## ASSIGNED TASK
Your output should be every line below, copied exactly.

--- MATERIALS PROVIDED ---

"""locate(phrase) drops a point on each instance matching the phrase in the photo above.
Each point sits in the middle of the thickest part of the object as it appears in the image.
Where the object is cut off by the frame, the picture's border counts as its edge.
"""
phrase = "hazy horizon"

---

## SOLUTION
"""locate(phrase) drops a point on each instance matching the phrase in the photo above.
Each point sits in the middle of the thickest part of the object as it appears in the image.
Where the object is cut off by the frame, the picture's border counts as its edge.
"""
phrase = "hazy horizon"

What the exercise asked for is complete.